◆ Página

La despedida del autor, Juan Ignacio
Ferreras
Envío
Cumplidos
los ochenta de mi edad, aunque en posesión de todas mis facultades mentales,
como diría y hasta sostendría ante un notario en ejercicio, y con poco tiempo
ya, y con menos ganas aún, para corregir lo que he escrito, quiero poner el
punto que llaman final en la última página de esta obra. Creo que han sido unos
cuarenta años de aventura continuada. Al menos hace cuarenta años, cuando yo
era más inteligente, comencé a pensar lo que podía hacer, y sin dejar de
pensarlo, comencé a imaginarlo... Después vinieron las lecturas y he viajado a
través de los siglos asido a sus novelas, y he gozado y he sufrido a través de
unas páginas que día a día, que año tras año, se iban haciendo más viejas.
Sólo
tuve un deseo que, por ser grande y profundo, nunca pude conseguir: conocer
cómo pensaban, cómo imaginaban y hasta cómo esperaban y desesperaban aquellos
que escribieron y leyeron, aquellos que nos precedieron, aquellos que han de
estar detrás de las novelas, escribiéndolas, escuchándolas, leyéndolas. Llegué
a soñar con una obra que describiera el imaginario de los españoles durante
varios siglos, pero fue eso, un sueño.

◆ Requisitos del ejercicio
#1 En la despedida del autor, ¿cuántos años calcula que ha durado su aventura?
#2 Prolonga la despedida del autor a partir de su última frase.

◆ Fragmento de origen
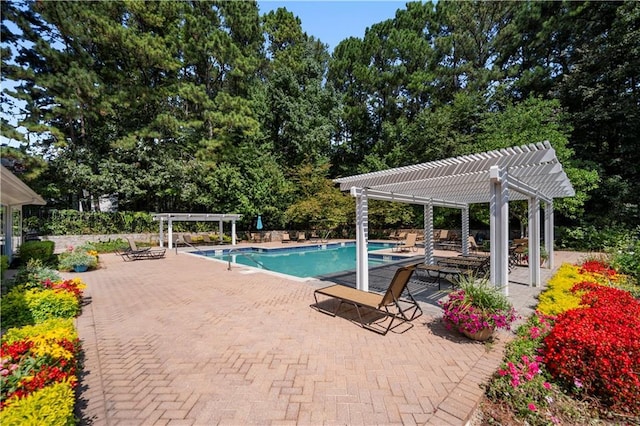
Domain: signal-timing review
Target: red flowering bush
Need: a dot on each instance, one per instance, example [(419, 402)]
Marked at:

◆ Las respuestas
#1 Unos cuarenta años.

#2
Hace
más de cuarenta años me detuve ante uno de esos cajones que los libreros de
París colocan en las aceras. Todavía estoy viendo aquellos dos tomos
desparejados que trataban de la historia de la novela inglesa; no los pude comprar
por falta de dinero, pero me hicieron pensar... quizás yo también podría... y
sí, al parecer, he podido.
La
aventura ha sido larga y no ha acabado muy bien, pero no todas las aventuras
tienen el privilegio de poseer un final feliz, las hay hasta desventuradas.
Y
ahora surgen algunas preguntas, quizás impertinentes. ¿Y si lo que he escrito
es la vida de un novelar, de una novela en España, desde su nacimiento hasta su
muerte? ¿La biografía de algo, de un ser vivo después de todo, desde que empezó
a existir hasta que dejó de hacerlo? Porque ¿y si lo que entendemos por novela
ya no es necesaria en nuestra sociedad?
Prefiero
no seguir con estas desgraciadas consideraciones.
Me
queda el consuelo de pensar que, al haber escrito tantas y tantas páginas, no
he podido equivocarme en todas.
Juan
Ignacio Ferreras
Madrid,
marzo del 2010
Sobre la novela en España de 1939 al
siglo XXI (fragmento del capítulo 27)
6.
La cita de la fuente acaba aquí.